[Dataset entries]
※
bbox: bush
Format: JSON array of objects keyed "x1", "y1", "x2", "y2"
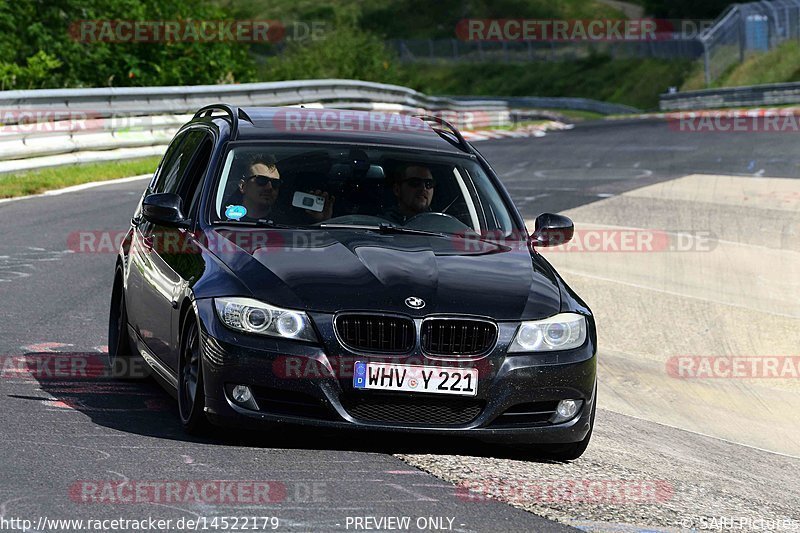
[
  {"x1": 261, "y1": 7, "x2": 398, "y2": 83},
  {"x1": 0, "y1": 0, "x2": 256, "y2": 89}
]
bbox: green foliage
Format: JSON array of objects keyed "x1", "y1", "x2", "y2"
[
  {"x1": 395, "y1": 56, "x2": 693, "y2": 110},
  {"x1": 631, "y1": 0, "x2": 735, "y2": 19},
  {"x1": 0, "y1": 0, "x2": 256, "y2": 89},
  {"x1": 222, "y1": 0, "x2": 625, "y2": 40},
  {"x1": 360, "y1": 0, "x2": 625, "y2": 39},
  {"x1": 0, "y1": 0, "x2": 696, "y2": 109},
  {"x1": 262, "y1": 15, "x2": 397, "y2": 82},
  {"x1": 0, "y1": 51, "x2": 62, "y2": 91}
]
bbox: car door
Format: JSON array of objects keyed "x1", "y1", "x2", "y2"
[
  {"x1": 159, "y1": 134, "x2": 215, "y2": 370},
  {"x1": 128, "y1": 129, "x2": 208, "y2": 369}
]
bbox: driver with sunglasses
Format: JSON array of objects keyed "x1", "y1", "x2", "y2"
[
  {"x1": 237, "y1": 155, "x2": 334, "y2": 222},
  {"x1": 383, "y1": 163, "x2": 435, "y2": 224}
]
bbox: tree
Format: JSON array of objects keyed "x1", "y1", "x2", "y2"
[{"x1": 0, "y1": 0, "x2": 256, "y2": 89}]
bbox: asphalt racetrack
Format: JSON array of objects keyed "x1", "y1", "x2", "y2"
[{"x1": 1, "y1": 118, "x2": 798, "y2": 532}]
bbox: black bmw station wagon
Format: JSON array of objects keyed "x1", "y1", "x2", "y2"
[{"x1": 109, "y1": 104, "x2": 597, "y2": 460}]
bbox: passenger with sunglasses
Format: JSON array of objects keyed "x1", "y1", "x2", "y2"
[
  {"x1": 237, "y1": 155, "x2": 283, "y2": 221},
  {"x1": 383, "y1": 164, "x2": 435, "y2": 224},
  {"x1": 236, "y1": 155, "x2": 334, "y2": 222}
]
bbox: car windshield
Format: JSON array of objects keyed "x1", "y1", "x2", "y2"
[{"x1": 211, "y1": 144, "x2": 520, "y2": 238}]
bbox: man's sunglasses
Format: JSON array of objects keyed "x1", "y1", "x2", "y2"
[
  {"x1": 401, "y1": 177, "x2": 435, "y2": 190},
  {"x1": 245, "y1": 175, "x2": 281, "y2": 188}
]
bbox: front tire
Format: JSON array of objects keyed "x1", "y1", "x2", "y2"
[
  {"x1": 178, "y1": 313, "x2": 211, "y2": 435},
  {"x1": 541, "y1": 393, "x2": 596, "y2": 461},
  {"x1": 514, "y1": 387, "x2": 597, "y2": 462}
]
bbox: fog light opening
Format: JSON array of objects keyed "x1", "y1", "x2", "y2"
[
  {"x1": 229, "y1": 384, "x2": 259, "y2": 410},
  {"x1": 552, "y1": 399, "x2": 582, "y2": 423},
  {"x1": 232, "y1": 384, "x2": 253, "y2": 404}
]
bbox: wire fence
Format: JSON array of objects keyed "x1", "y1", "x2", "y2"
[{"x1": 700, "y1": 0, "x2": 800, "y2": 84}]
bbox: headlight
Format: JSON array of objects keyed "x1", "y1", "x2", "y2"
[
  {"x1": 509, "y1": 313, "x2": 587, "y2": 353},
  {"x1": 214, "y1": 297, "x2": 317, "y2": 342}
]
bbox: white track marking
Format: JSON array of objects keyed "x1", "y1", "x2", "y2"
[{"x1": 0, "y1": 174, "x2": 151, "y2": 206}]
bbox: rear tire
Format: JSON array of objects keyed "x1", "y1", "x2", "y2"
[
  {"x1": 178, "y1": 313, "x2": 212, "y2": 435},
  {"x1": 108, "y1": 269, "x2": 148, "y2": 380}
]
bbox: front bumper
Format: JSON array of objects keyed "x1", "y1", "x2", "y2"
[{"x1": 195, "y1": 299, "x2": 597, "y2": 444}]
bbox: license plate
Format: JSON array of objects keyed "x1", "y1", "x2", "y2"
[{"x1": 353, "y1": 361, "x2": 478, "y2": 397}]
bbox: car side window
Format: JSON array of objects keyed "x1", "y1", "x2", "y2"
[
  {"x1": 178, "y1": 135, "x2": 214, "y2": 219},
  {"x1": 155, "y1": 130, "x2": 205, "y2": 196},
  {"x1": 140, "y1": 130, "x2": 207, "y2": 233},
  {"x1": 149, "y1": 131, "x2": 188, "y2": 194}
]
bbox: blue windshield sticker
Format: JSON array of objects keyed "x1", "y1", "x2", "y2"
[{"x1": 225, "y1": 205, "x2": 247, "y2": 220}]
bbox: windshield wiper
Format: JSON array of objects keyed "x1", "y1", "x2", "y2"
[
  {"x1": 212, "y1": 219, "x2": 308, "y2": 229},
  {"x1": 376, "y1": 223, "x2": 450, "y2": 237}
]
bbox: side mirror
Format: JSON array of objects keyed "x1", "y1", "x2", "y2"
[
  {"x1": 530, "y1": 213, "x2": 574, "y2": 247},
  {"x1": 142, "y1": 193, "x2": 190, "y2": 229}
]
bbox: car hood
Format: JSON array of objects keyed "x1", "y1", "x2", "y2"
[{"x1": 209, "y1": 228, "x2": 562, "y2": 320}]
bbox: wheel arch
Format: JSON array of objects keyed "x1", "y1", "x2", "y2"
[{"x1": 178, "y1": 296, "x2": 197, "y2": 340}]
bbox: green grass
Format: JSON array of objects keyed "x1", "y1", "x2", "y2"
[
  {"x1": 541, "y1": 109, "x2": 606, "y2": 121},
  {"x1": 483, "y1": 120, "x2": 549, "y2": 131},
  {"x1": 394, "y1": 57, "x2": 693, "y2": 110},
  {"x1": 682, "y1": 41, "x2": 800, "y2": 91},
  {"x1": 0, "y1": 156, "x2": 160, "y2": 199}
]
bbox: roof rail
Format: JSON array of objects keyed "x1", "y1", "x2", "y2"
[
  {"x1": 414, "y1": 114, "x2": 472, "y2": 153},
  {"x1": 194, "y1": 104, "x2": 252, "y2": 140}
]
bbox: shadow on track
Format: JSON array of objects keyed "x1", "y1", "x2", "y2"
[{"x1": 17, "y1": 351, "x2": 565, "y2": 463}]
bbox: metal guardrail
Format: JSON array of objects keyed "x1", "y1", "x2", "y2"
[
  {"x1": 659, "y1": 81, "x2": 800, "y2": 111},
  {"x1": 0, "y1": 79, "x2": 508, "y2": 119},
  {"x1": 449, "y1": 96, "x2": 639, "y2": 115},
  {"x1": 0, "y1": 79, "x2": 630, "y2": 174},
  {"x1": 0, "y1": 79, "x2": 514, "y2": 174}
]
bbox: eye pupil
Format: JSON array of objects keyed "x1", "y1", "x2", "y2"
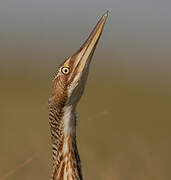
[{"x1": 61, "y1": 67, "x2": 70, "y2": 74}]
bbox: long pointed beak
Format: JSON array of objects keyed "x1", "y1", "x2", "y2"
[{"x1": 67, "y1": 11, "x2": 108, "y2": 79}]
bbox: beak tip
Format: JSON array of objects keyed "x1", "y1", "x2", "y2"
[
  {"x1": 104, "y1": 10, "x2": 109, "y2": 17},
  {"x1": 102, "y1": 11, "x2": 109, "y2": 23}
]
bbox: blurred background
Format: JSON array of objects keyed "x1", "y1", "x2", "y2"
[{"x1": 0, "y1": 0, "x2": 171, "y2": 179}]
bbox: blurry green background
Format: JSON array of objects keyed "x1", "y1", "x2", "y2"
[{"x1": 0, "y1": 0, "x2": 171, "y2": 180}]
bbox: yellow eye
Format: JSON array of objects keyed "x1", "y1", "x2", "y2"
[{"x1": 61, "y1": 67, "x2": 70, "y2": 75}]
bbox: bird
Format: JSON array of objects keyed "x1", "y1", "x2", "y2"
[{"x1": 48, "y1": 12, "x2": 108, "y2": 180}]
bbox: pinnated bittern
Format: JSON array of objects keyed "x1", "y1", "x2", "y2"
[{"x1": 48, "y1": 12, "x2": 108, "y2": 180}]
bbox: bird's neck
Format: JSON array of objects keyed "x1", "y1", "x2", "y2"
[{"x1": 49, "y1": 104, "x2": 83, "y2": 180}]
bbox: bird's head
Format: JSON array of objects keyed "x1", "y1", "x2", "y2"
[{"x1": 49, "y1": 12, "x2": 108, "y2": 109}]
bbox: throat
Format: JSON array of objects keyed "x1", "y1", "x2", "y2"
[{"x1": 49, "y1": 105, "x2": 82, "y2": 180}]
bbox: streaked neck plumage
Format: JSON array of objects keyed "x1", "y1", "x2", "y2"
[
  {"x1": 49, "y1": 104, "x2": 82, "y2": 180},
  {"x1": 48, "y1": 12, "x2": 108, "y2": 180}
]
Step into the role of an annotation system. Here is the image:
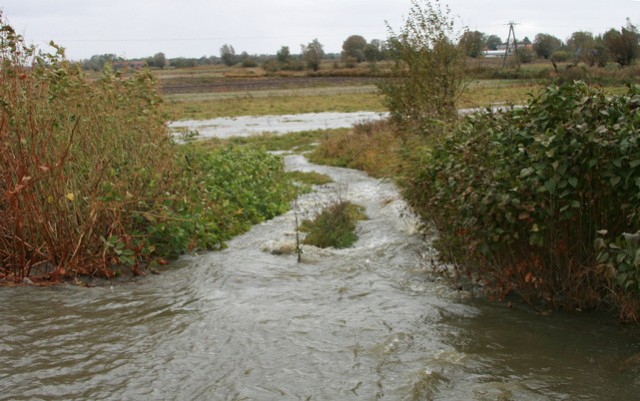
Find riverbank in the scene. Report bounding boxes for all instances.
[3,152,640,400]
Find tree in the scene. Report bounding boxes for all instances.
[276,46,291,64]
[301,39,324,71]
[486,34,502,51]
[341,35,367,63]
[567,31,609,66]
[603,19,640,67]
[533,33,562,59]
[460,30,486,58]
[364,39,384,63]
[567,31,594,56]
[153,52,166,69]
[240,51,258,68]
[170,57,197,68]
[220,44,237,67]
[589,35,609,67]
[516,47,535,64]
[379,0,467,133]
[82,54,119,71]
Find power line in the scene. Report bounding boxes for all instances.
[31,31,390,44]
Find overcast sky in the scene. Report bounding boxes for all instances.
[2,0,638,60]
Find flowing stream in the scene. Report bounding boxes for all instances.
[2,134,640,400]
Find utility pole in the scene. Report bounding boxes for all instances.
[503,21,519,68]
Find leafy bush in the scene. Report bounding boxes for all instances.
[516,47,535,64]
[551,50,571,63]
[144,145,296,258]
[403,81,640,320]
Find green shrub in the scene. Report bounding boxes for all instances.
[403,81,640,320]
[148,145,296,258]
[516,47,535,64]
[551,50,571,63]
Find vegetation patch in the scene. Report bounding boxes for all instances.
[164,90,385,120]
[148,144,296,259]
[0,20,296,284]
[458,80,545,110]
[402,82,640,321]
[309,120,403,178]
[195,129,347,154]
[300,200,367,249]
[286,171,333,187]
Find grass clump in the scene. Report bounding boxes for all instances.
[286,171,333,187]
[300,200,367,249]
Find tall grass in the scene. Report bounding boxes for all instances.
[0,21,176,281]
[309,120,403,178]
[0,18,297,284]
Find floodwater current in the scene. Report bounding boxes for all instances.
[3,117,640,400]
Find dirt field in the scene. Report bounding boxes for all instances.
[159,76,383,95]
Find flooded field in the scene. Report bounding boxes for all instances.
[3,154,640,400]
[169,111,388,139]
[0,156,640,401]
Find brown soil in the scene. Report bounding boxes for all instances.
[160,76,383,95]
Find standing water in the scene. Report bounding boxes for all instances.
[169,112,388,139]
[2,155,640,400]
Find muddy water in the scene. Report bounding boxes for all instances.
[169,111,388,139]
[2,155,640,400]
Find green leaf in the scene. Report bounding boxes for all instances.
[611,176,621,187]
[520,167,535,178]
[544,179,557,194]
[617,272,628,286]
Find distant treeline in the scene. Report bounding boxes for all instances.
[80,20,639,72]
[79,51,345,72]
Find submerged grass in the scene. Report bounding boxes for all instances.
[194,129,348,154]
[286,171,333,187]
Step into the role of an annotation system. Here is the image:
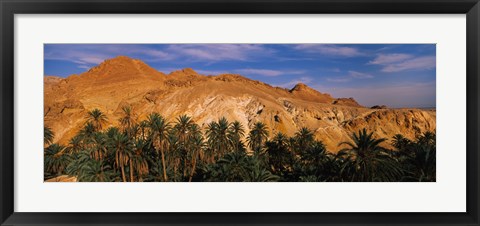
※
WORK REQUIRED: Note every line of the entries in which "background" appears, and copy it down.

RESULT:
bbox: blurred background
bbox: blurry green background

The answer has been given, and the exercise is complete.